(Beginning of Records for this task)
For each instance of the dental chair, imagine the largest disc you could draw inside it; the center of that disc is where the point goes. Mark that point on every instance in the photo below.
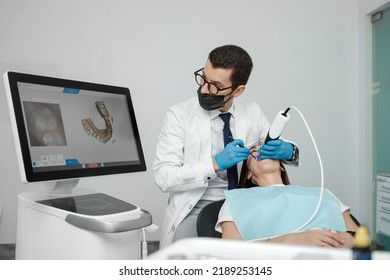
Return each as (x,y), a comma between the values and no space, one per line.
(208,217)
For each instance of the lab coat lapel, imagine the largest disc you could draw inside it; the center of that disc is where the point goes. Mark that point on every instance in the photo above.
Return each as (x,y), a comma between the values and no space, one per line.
(240,121)
(204,129)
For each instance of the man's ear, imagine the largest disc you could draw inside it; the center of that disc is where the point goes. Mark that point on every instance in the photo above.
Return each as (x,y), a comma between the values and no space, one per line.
(239,90)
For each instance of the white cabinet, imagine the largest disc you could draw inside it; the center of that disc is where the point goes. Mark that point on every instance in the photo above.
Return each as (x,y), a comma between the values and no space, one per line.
(383,204)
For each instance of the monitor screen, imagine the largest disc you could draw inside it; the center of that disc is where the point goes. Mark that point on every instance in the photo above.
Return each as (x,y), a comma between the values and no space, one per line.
(67,129)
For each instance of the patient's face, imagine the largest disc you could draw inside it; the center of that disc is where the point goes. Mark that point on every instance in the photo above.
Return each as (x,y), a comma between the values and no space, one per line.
(261,165)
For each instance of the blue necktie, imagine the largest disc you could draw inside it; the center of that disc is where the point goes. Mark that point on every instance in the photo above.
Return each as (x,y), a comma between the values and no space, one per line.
(227,138)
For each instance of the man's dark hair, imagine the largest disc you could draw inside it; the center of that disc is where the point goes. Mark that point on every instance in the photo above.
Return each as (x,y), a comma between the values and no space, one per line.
(235,58)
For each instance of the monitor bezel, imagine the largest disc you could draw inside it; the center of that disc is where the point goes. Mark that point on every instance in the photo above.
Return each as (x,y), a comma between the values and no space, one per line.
(27,173)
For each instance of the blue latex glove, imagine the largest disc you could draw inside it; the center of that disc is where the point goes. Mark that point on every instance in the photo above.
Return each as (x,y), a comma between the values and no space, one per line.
(233,153)
(276,149)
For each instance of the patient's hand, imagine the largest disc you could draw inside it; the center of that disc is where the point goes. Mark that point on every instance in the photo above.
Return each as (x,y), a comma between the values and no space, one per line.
(320,238)
(346,238)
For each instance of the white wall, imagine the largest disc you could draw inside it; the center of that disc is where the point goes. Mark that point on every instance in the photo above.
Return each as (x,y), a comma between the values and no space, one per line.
(305,54)
(364,139)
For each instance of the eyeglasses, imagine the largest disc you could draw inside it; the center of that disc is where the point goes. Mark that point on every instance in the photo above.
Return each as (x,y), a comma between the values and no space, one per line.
(213,88)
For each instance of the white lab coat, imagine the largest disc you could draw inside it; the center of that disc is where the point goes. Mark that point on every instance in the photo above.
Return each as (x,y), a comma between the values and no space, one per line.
(184,149)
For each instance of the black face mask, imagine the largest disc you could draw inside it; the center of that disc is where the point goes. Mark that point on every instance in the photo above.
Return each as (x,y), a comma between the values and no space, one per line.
(211,102)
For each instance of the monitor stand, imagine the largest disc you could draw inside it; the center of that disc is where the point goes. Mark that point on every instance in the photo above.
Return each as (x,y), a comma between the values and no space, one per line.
(80,225)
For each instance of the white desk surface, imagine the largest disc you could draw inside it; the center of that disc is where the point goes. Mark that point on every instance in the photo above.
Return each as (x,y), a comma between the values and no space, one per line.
(219,249)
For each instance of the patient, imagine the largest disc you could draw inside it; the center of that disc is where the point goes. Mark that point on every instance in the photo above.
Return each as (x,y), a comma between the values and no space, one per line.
(274,210)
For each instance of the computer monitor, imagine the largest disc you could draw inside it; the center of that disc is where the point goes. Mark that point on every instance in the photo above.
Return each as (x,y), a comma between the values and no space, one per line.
(66,129)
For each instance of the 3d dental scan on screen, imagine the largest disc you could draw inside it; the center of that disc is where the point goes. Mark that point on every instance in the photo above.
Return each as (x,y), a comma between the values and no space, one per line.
(65,130)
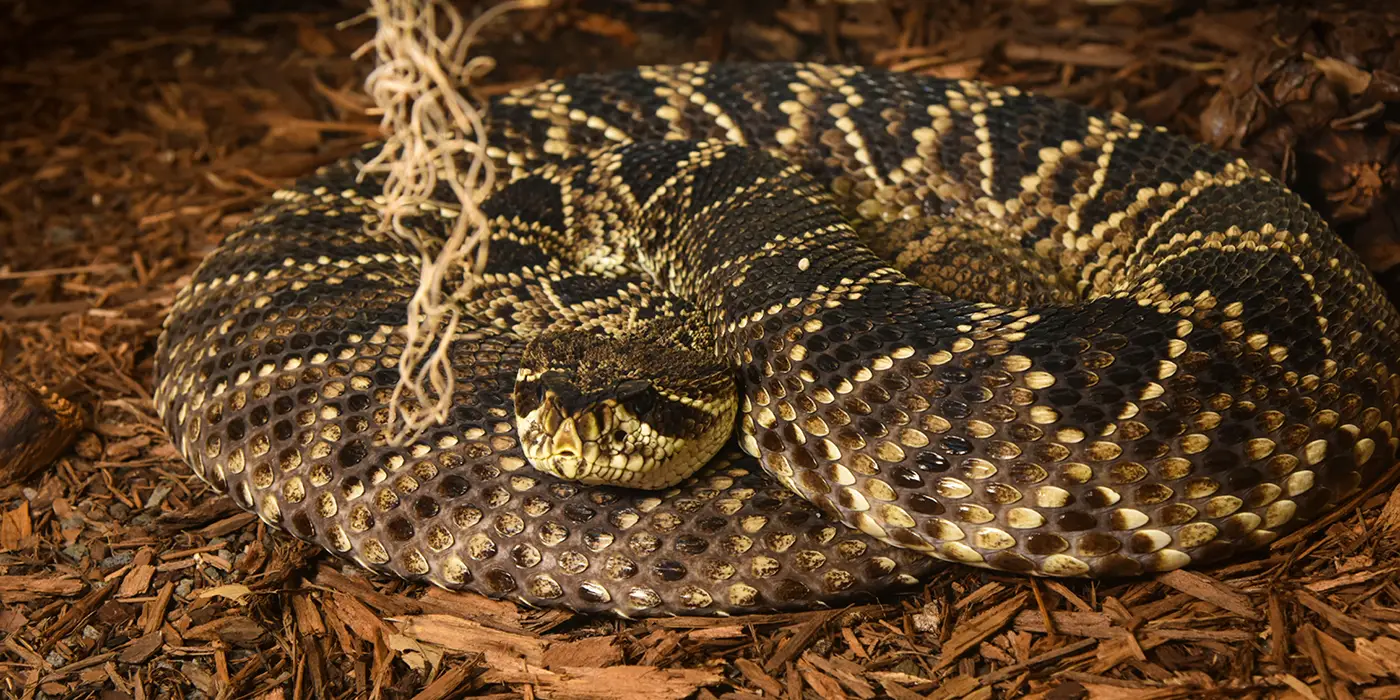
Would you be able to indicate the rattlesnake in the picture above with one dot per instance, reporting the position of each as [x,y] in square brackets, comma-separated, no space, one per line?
[1110,350]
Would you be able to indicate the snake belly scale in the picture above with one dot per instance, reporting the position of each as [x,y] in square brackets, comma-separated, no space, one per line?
[965,324]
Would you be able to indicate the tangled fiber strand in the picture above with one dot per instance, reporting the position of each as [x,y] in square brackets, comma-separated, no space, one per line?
[434,139]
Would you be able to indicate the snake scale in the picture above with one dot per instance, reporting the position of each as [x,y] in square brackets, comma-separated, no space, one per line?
[963,322]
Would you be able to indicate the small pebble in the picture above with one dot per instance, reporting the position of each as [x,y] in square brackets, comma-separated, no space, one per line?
[118,560]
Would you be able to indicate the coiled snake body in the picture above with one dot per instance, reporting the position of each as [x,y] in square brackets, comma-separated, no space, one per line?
[1109,352]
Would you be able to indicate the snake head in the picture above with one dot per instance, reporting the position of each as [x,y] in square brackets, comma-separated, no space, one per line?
[620,409]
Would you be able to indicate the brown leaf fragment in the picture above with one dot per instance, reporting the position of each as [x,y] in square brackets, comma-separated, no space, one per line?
[448,683]
[480,608]
[1382,651]
[588,651]
[612,682]
[34,429]
[1211,591]
[843,671]
[800,640]
[895,682]
[154,612]
[1347,664]
[501,648]
[758,676]
[1343,73]
[972,632]
[307,615]
[357,618]
[234,629]
[142,648]
[822,683]
[16,588]
[139,578]
[1336,618]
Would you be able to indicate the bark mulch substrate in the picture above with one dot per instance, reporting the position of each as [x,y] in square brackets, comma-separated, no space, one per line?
[133,136]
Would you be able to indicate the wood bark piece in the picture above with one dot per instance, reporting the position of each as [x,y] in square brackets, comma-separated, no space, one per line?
[34,429]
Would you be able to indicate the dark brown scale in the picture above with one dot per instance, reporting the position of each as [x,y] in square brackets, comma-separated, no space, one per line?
[1164,403]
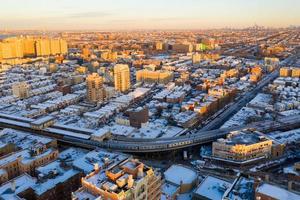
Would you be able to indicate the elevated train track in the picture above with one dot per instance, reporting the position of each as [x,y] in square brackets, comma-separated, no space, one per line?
[82,139]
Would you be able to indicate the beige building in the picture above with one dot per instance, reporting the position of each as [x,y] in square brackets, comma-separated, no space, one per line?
[162,77]
[95,91]
[242,146]
[182,48]
[159,46]
[122,77]
[110,56]
[128,180]
[20,90]
[25,161]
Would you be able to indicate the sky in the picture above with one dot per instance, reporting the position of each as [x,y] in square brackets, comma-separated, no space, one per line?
[146,14]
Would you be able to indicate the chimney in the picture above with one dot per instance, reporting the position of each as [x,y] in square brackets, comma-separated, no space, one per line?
[140,173]
[96,167]
[290,185]
[256,183]
[13,185]
[130,181]
[267,178]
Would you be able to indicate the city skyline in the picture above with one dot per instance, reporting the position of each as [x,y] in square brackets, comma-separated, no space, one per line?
[133,14]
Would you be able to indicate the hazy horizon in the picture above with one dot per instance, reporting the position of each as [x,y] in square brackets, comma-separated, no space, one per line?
[146,15]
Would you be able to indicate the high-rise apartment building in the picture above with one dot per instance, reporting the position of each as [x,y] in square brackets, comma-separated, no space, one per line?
[29,46]
[20,90]
[20,47]
[161,77]
[122,77]
[95,91]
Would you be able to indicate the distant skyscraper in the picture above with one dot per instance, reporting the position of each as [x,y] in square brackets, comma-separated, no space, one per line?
[95,91]
[20,90]
[122,77]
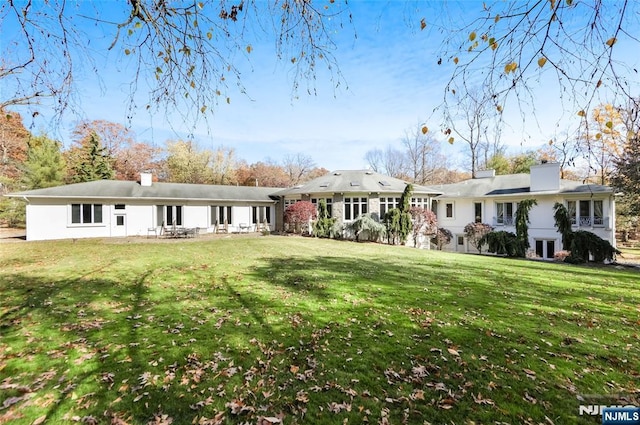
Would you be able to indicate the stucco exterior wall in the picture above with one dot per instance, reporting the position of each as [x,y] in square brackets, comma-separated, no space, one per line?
[542,223]
[51,219]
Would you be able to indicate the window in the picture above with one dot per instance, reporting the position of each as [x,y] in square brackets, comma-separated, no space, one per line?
[328,202]
[449,209]
[387,204]
[86,213]
[289,202]
[477,211]
[545,248]
[420,202]
[586,213]
[261,214]
[169,215]
[504,212]
[353,207]
[220,214]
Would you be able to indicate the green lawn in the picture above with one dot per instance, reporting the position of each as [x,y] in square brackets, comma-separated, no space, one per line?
[263,329]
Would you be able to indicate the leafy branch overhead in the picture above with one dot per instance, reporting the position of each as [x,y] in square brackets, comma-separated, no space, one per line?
[516,46]
[183,54]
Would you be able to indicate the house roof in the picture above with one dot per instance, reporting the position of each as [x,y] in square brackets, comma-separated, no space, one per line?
[345,181]
[113,189]
[512,184]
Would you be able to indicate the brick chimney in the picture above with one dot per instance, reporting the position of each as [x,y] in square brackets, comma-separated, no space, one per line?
[545,176]
[146,179]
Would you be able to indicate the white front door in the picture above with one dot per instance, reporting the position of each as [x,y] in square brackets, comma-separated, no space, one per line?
[119,225]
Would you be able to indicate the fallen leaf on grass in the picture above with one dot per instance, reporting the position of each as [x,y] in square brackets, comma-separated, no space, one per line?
[480,400]
[453,352]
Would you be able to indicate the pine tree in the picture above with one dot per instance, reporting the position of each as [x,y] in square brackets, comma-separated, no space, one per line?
[44,166]
[626,177]
[90,162]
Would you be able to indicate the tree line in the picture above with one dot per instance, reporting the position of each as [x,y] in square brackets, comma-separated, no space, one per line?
[105,150]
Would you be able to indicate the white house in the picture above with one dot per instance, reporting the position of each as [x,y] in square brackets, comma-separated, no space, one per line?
[107,208]
[493,200]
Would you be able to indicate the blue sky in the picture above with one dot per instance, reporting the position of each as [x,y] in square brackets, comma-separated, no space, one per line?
[392,84]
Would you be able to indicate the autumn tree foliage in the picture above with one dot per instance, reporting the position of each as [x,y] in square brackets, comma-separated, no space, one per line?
[130,157]
[626,177]
[602,141]
[511,48]
[13,144]
[299,215]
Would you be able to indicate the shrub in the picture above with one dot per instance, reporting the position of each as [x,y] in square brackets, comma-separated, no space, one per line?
[561,255]
[443,237]
[501,243]
[298,215]
[424,223]
[323,227]
[586,245]
[367,225]
[475,233]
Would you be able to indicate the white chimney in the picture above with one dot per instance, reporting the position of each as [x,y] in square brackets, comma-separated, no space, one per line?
[545,177]
[146,179]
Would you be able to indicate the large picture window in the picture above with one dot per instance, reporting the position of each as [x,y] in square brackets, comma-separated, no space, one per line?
[169,215]
[261,214]
[328,203]
[504,213]
[387,204]
[586,212]
[353,207]
[86,213]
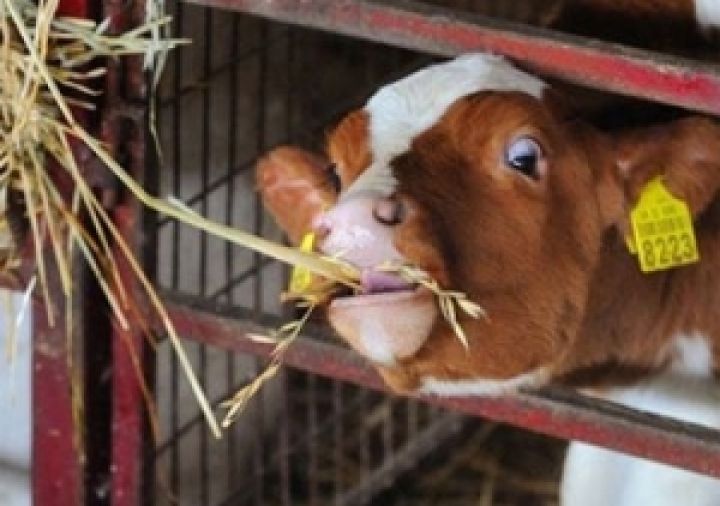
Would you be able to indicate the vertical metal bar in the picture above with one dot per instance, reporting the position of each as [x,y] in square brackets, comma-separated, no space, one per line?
[57,457]
[387,430]
[413,418]
[285,498]
[312,439]
[260,145]
[230,363]
[177,112]
[338,435]
[204,207]
[259,448]
[125,91]
[365,435]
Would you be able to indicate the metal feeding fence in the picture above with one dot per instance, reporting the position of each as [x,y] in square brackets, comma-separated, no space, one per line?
[258,74]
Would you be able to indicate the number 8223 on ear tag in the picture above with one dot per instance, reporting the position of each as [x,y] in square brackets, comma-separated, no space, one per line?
[662,230]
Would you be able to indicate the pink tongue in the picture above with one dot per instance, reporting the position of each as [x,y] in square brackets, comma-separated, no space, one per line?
[378,282]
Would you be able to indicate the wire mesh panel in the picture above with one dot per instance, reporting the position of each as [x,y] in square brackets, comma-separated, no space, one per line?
[242,87]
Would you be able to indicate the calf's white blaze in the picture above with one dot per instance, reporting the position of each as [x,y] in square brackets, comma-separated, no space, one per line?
[401,111]
[707,13]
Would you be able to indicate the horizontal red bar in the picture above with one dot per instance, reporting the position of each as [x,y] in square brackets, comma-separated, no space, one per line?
[557,413]
[643,74]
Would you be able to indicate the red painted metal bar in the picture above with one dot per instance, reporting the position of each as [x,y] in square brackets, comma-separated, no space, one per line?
[124,128]
[57,464]
[57,454]
[557,413]
[611,67]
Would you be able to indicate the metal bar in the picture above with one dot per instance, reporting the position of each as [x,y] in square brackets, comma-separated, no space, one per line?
[552,412]
[205,147]
[56,446]
[620,69]
[125,89]
[404,459]
[175,239]
[230,363]
[56,455]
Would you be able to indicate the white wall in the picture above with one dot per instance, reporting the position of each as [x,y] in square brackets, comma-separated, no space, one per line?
[15,422]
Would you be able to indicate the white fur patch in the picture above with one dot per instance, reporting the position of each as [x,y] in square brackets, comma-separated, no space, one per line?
[401,111]
[707,13]
[598,477]
[686,391]
[692,356]
[462,388]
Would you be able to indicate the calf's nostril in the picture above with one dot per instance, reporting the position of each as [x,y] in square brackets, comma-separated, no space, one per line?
[388,211]
[321,226]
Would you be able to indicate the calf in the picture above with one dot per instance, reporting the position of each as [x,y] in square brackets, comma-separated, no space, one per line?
[469,170]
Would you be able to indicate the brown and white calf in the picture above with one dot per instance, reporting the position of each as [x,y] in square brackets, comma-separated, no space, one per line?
[469,171]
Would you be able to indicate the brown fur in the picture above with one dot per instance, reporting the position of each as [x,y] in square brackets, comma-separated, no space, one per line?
[547,258]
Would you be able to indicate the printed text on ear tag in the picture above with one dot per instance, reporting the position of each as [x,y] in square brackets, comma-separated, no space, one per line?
[663,235]
[301,277]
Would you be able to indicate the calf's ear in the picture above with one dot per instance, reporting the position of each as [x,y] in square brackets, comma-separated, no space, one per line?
[293,184]
[686,153]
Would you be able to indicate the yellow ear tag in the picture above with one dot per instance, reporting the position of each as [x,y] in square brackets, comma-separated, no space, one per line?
[301,277]
[663,236]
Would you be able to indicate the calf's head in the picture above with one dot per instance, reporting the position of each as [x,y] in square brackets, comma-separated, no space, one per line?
[464,170]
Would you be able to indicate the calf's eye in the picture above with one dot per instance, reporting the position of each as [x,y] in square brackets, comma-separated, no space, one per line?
[333,177]
[525,155]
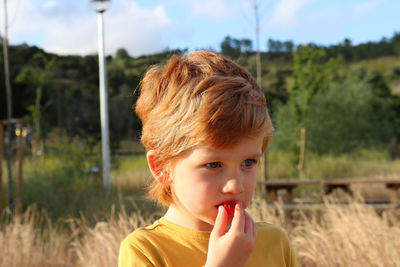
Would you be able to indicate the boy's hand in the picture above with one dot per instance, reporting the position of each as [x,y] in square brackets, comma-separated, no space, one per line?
[231,248]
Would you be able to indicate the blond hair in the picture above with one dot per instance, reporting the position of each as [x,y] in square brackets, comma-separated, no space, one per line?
[201,98]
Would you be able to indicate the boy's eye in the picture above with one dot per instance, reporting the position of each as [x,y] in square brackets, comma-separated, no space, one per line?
[249,162]
[213,165]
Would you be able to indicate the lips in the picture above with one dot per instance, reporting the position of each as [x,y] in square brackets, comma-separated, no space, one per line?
[229,206]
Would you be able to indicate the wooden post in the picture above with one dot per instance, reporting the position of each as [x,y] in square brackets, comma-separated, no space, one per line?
[20,160]
[1,164]
[302,149]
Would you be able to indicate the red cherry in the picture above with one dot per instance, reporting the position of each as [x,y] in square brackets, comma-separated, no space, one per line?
[229,207]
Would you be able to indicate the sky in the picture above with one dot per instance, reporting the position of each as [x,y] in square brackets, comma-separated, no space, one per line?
[69,27]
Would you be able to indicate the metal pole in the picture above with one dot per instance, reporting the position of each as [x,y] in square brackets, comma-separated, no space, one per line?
[105,139]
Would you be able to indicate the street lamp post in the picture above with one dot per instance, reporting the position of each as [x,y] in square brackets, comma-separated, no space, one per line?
[100,6]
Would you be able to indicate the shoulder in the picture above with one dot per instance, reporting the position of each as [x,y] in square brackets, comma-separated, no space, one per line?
[271,230]
[141,236]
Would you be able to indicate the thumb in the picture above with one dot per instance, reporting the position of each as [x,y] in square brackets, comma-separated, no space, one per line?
[220,223]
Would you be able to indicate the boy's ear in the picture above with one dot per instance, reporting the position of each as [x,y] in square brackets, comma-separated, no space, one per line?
[156,167]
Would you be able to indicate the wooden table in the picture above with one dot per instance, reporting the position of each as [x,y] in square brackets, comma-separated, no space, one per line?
[272,186]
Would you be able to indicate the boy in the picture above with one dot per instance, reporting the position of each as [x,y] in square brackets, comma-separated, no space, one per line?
[205,127]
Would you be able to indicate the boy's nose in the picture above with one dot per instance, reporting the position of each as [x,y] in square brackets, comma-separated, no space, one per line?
[233,186]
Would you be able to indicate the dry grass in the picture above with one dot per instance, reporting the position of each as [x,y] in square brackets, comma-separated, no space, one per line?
[351,235]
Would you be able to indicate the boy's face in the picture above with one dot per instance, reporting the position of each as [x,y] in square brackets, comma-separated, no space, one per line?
[205,178]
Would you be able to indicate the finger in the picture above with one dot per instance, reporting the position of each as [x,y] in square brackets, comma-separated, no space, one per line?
[249,225]
[254,230]
[238,221]
[220,222]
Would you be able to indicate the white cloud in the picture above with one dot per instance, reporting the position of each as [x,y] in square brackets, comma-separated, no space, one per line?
[286,11]
[360,9]
[212,9]
[70,27]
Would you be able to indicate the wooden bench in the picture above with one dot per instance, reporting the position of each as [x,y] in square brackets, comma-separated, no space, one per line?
[272,186]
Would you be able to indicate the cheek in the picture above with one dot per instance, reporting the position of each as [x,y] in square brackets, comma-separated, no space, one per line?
[250,186]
(End of Records for this task)
> **Directions for this task**:
Look through the entries and give the number of lines containing the word "coat". Add nothing else.

> **Exercise result**:
2